▶ [Текст для чтения]
--
Книги

Пелевин и несвобода. Поэтика, политика, метафизика

22
18
20
22
24
26
28
30

От текстов Пелевина остается ощущение тревоги, потому что он не видит способа преодолеть порочное устройство общества, зато убедительно и с редкой настойчивостью изображает уничтожение личности – и уж конечно никто из читающих такие страницы не захочет, чтобы его сравнивали с «магнитофонной записью петушиного крика». Мало того, что общество находится в безнадежном тупике, – тот, кто стремится освободиться от лжи и подлости этого мира, должен избавиться от своего «я», уйдя в негативное пространство пустоты за пределами действий и чувств: «…Максимально доступная свобода отождествляется с „самостиранием“, отменой „я“ и той реальности, к которой „я“ принадлежит и которую создает»646. Получается (как ни парадоксально), что человек открывает отсутствие самого себя (думающего и чувствующего). Таков равноценный озарению (в ранних вариантах), предсказуемый (позднее) и несколько пресный (для тех, кому ближе традиции «двусмысленного» христианства или гуманистической русской литературы) финал пелевинских произведений.

Приблизительно через десять лет после выхода знаковых романов Пелевина «Чапаев и Пустота» и «Generation „П“» Александр Чанцев критически отозвался о романах, написанных в 2000-е годы Дмитрием Быковым, Ольгой Славниковой, Владимиром Сорокиным и Алексеем Ивановым, назвав их «антиутопиями близкого действия», которым не удалось создать новых смыслов, способных объединить общество. По мысли Чанцева, подобные тексты воплощают особенность мышления, характерную для посттоталитарного социума: недоверие не к конкретным политикам и конкретной идеологии, а к самой сути политики и идеологии647.

Убежденность в эгоистичности и глубокой ошибочности любой общественной деятельности очень в духе Пелевина. И все же, несмотря на всю его нигилистскую безнадежность, в творчестве Пелевина есть и конструктивное начало. Пусть полное отчуждение от истории и политики непродуктивно, критика общества необходима, чтобы питать хоть какую-то надежду на ремонт прогнивших социальных структур. Более того, в поздних произведениях Пелевина свобода как этическая необходимость – неизменно присутствующее у писателя понятие – перерастает в моральное отношение к другим. Роман «Чапаев и Пустота» обнажает замысловатое солипсическое устройство мира и вместе с тем поднимает вопрос о связях между людьми, как в эпизоде, где Пустота с грустью размышляет на берегу Урала: «Кто прочтет описание моих снов?»648 И наоборот, в «Любви к трем цукербринам» этика и солипсизм отнюдь не противоречат друг другу, а тесно связаны: погибшие в результате теракта сотрудники «Контры» находят приют во внутреннем детском саду Нади.

Поступки наиболее достойных персонажей Пелевина, продиктованные моральным долгом, резко отличаются от образа действий персонажей русской проимперской спекулятивной фантастики последнего времени, которые обретают способность действовать, сливаясь с политическим телом империи: «…Империя избавляет персонаж от подвига святости [то есть противостояния господствующим силам], заменяя его подвигом соответствия [среде]»649. Наиболее привлекательные из пелевинских героев продолжают давнюю традицию нравственного (само)совершенствования (направленного на облагораживание общества), разделяемую русской интеллигенцией и наиболее ярко воплощенную в классической литературе XIX века.
--
▶ [Исходные данные]
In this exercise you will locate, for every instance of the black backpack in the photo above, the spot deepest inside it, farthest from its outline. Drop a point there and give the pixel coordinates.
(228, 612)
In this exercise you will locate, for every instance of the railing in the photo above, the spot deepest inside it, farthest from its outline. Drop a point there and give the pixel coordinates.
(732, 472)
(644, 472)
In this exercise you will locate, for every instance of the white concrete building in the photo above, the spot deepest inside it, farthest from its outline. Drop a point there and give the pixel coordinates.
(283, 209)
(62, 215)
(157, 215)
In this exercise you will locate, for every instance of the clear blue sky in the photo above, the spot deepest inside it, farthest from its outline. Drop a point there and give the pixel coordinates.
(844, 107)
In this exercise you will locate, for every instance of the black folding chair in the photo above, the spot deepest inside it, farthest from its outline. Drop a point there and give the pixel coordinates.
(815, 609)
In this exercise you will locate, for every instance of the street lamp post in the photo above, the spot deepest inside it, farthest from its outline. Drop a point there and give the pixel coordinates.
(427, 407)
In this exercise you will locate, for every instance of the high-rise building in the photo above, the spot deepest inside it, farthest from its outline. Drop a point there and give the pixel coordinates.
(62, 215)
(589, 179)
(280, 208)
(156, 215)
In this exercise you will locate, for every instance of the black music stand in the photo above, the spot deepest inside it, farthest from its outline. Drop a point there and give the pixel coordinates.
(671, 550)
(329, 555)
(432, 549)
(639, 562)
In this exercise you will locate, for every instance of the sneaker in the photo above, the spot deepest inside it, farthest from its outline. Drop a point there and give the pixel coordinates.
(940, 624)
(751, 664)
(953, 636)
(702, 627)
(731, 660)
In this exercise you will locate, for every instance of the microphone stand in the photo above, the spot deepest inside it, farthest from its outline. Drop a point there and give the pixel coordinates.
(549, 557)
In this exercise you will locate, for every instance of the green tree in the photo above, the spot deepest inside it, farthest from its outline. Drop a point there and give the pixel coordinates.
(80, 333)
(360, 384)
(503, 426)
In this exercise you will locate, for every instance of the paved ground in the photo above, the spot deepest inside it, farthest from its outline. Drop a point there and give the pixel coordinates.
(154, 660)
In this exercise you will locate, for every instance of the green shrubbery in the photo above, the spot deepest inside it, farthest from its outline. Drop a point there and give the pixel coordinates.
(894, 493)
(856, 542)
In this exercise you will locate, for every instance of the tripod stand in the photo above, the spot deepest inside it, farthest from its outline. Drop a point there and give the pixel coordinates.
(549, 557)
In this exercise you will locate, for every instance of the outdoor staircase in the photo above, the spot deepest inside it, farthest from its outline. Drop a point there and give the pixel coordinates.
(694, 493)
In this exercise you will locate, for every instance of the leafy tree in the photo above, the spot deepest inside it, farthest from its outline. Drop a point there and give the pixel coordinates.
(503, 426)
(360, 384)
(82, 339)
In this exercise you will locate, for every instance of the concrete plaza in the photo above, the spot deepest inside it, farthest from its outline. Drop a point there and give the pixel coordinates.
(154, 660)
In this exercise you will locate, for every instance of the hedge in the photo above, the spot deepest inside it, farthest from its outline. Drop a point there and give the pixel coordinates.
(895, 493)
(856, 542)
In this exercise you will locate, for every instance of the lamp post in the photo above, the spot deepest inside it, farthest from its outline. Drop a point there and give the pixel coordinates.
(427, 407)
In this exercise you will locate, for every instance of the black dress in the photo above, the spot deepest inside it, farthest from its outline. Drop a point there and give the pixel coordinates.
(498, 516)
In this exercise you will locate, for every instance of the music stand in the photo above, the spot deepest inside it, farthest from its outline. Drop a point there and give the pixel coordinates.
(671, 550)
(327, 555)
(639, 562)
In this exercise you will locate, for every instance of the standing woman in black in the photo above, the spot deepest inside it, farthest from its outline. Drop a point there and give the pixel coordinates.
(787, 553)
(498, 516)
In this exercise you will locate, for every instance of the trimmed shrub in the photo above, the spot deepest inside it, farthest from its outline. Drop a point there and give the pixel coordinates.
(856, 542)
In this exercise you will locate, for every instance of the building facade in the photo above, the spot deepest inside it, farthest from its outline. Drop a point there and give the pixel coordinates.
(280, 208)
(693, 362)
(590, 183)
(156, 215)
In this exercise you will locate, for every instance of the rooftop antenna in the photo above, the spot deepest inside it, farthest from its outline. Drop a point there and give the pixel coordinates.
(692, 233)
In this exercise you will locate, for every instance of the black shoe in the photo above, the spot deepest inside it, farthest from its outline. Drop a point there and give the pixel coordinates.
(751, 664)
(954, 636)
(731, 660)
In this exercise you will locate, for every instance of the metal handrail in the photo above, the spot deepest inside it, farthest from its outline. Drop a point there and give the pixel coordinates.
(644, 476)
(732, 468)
--
▶ [Задание] Переведите на английский язык предложение из отрывка о творчестве Пелевина: «Убежденность в эгоистичности и глубокой ошибочности любой общественной деятельности очень в духе Пелевина».

▶ [Образец решения] The conviction that all social activity is selfish and profoundly misguided is very much in the spirit of Pelevin.